Source passage

════════════════════

As part of every meeting this year we go outside just to see what is happening with the wild herbs (called ‘weeds’ by some) and later in the season we will be tending the cultivated ones. Today, we checked back on the Bitter Cress (Cardamine hirsute), which just one week ago was lush and sweet and now appears to be flowering. It’s still fairly sweet and delicious, definitely edible but the leaves are beginning to get smaller, as is common for Mustard Family plants as they begin to flower.
Bitter Cress (Cardamine hirsute) with two tiny 4-petaled flowers
The Chickweed (Stellaria media) is also beginning to grow more lush and full, the taste also growing bolder. Well, as bold as the taste of this mild, lettuce-like green ever becomes. Although we talked about its uses as both a food, tea, and soothing skin salve, it is not yet abundant enough to gather for that purpose. There is so much more to learn about this wonderful plant that pops up often in home gardens. We also found the first signs of small Cleavers (Galium aparine) plants around the bases of a number of trees. The Velcro-like fine hairs are still soft and barely perceptible to the touch but as the plants grow these will as well to the point of sticking to clothing, hair, and whatever else it finds handy. This common wild plant is only around briefly in the spring so we will be sure to gather and tincture some when it is a little bigger. It’s useful as a lymphatic and supportive of healthy kidney function.

════════════════════

What to do
A. According to the wild herbs passage, why are the leaves of the Bitter Cress beginning to get smaller?
B. Copy the wild herbs passage word for word between "As part of every" and "begin to flower.", inclusive.
C. In the wild herbs passage, what plant showed its first signs around the bases of a number of trees?

════════════════════

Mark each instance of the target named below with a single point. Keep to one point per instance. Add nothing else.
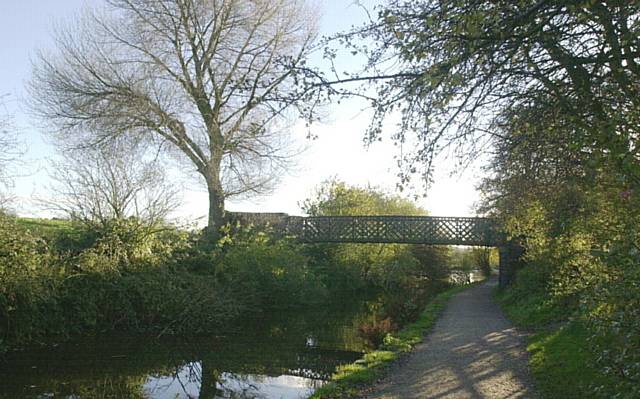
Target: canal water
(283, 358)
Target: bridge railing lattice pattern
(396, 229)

════════════════════

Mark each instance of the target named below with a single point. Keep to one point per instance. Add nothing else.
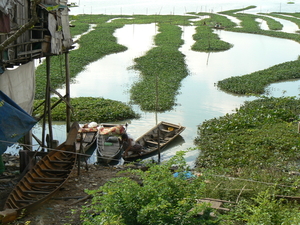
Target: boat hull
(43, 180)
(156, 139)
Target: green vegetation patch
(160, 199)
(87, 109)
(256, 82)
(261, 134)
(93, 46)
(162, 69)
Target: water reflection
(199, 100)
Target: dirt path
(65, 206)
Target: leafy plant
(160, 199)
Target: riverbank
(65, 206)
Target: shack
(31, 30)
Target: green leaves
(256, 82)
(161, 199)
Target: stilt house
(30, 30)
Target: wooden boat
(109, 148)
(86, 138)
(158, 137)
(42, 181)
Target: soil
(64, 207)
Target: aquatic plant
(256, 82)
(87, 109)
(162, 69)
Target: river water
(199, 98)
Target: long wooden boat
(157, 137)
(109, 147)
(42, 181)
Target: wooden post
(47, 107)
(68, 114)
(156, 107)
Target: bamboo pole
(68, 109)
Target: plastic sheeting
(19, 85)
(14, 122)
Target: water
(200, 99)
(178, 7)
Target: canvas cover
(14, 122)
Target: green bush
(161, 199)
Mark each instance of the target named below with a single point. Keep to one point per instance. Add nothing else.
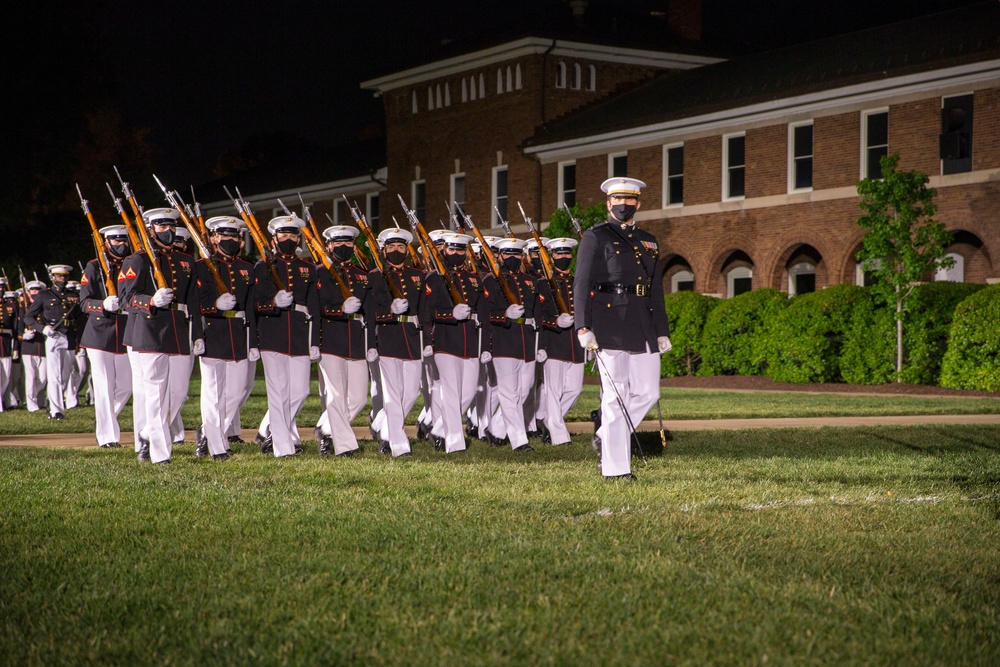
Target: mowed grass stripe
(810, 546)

════════════════════

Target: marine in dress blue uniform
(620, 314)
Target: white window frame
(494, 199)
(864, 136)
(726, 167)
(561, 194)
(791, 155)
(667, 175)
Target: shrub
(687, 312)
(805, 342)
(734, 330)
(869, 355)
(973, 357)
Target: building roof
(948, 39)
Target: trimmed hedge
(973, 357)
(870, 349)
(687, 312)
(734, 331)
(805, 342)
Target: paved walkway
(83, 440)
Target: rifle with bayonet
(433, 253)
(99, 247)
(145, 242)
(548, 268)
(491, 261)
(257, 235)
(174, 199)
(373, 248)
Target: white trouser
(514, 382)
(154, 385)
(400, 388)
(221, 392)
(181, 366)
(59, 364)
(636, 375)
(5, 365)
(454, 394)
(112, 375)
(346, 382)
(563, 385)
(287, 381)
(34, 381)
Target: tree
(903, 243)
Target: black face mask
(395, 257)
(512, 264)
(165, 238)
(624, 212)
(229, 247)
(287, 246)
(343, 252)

════════════════════

Task answers
A. The Bitter Cress is beginning to flower. Leaves commonly get smaller as Mustard Family plants begin to flower.

B.
As part of every meeting this year we go outside just to see what is happening with the wild herbs (called ‘weeds’ by some) and later in the season we will be tending the cultivated ones. Today, we checked back on the Bitter Cress (Cardamine hirsute), which just one week ago was lush and sweet and now appears to be flowering. It’s still fairly sweet and delicious, definitely edible but the leaves are beginning to get smaller, as is common for Mustard Family plants as they begin to flower.

C. Small Cleavers (Galium aparine) plants.